Dataset items:
★ ★ ★ ★
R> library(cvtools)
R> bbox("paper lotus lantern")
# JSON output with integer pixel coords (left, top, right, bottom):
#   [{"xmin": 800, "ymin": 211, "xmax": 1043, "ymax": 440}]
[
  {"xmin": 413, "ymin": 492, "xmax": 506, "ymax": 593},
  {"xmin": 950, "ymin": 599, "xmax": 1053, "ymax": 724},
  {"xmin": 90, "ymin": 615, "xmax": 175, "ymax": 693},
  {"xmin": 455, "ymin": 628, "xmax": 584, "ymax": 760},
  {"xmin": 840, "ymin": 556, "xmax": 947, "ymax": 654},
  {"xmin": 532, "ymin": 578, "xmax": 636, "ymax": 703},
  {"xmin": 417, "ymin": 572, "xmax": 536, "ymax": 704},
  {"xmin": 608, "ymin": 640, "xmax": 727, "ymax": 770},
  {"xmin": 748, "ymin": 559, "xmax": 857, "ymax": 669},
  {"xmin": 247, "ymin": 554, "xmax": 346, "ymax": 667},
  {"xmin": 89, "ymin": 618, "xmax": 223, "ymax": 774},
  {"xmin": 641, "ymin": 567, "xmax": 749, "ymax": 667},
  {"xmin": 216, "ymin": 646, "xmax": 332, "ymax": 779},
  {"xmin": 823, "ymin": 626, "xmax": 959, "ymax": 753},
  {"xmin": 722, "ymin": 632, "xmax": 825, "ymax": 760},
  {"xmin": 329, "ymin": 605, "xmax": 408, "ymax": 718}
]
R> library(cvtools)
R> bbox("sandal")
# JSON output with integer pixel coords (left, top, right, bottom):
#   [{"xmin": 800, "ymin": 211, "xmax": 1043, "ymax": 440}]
★ ★ ★ ★
Task statement -> All entries should be restated word for word.

Answer to this exercise ->
R> library(cvtools)
R> bbox("paper lotus lantern")
# JSON output with integer pixel coords (left, top, right, bottom):
#   [{"xmin": 800, "ymin": 211, "xmax": 1043, "ymax": 440}]
[
  {"xmin": 413, "ymin": 492, "xmax": 506, "ymax": 593},
  {"xmin": 950, "ymin": 599, "xmax": 1053, "ymax": 724},
  {"xmin": 90, "ymin": 615, "xmax": 175, "ymax": 693},
  {"xmin": 455, "ymin": 628, "xmax": 584, "ymax": 760},
  {"xmin": 840, "ymin": 556, "xmax": 947, "ymax": 654},
  {"xmin": 532, "ymin": 578, "xmax": 636, "ymax": 703},
  {"xmin": 417, "ymin": 572, "xmax": 536, "ymax": 704},
  {"xmin": 608, "ymin": 640, "xmax": 727, "ymax": 770},
  {"xmin": 748, "ymin": 559, "xmax": 857, "ymax": 669},
  {"xmin": 247, "ymin": 554, "xmax": 346, "ymax": 667},
  {"xmin": 89, "ymin": 618, "xmax": 223, "ymax": 774},
  {"xmin": 641, "ymin": 567, "xmax": 749, "ymax": 667},
  {"xmin": 216, "ymin": 646, "xmax": 332, "ymax": 779},
  {"xmin": 823, "ymin": 626, "xmax": 959, "ymax": 753},
  {"xmin": 722, "ymin": 632, "xmax": 825, "ymax": 760},
  {"xmin": 329, "ymin": 605, "xmax": 408, "ymax": 718}
]
R> library(cvtools)
R> bbox("sandal")
# JSON output with integer pixel coords (left, top, right, bottom):
#   [{"xmin": 800, "ymin": 211, "xmax": 1043, "ymax": 440}]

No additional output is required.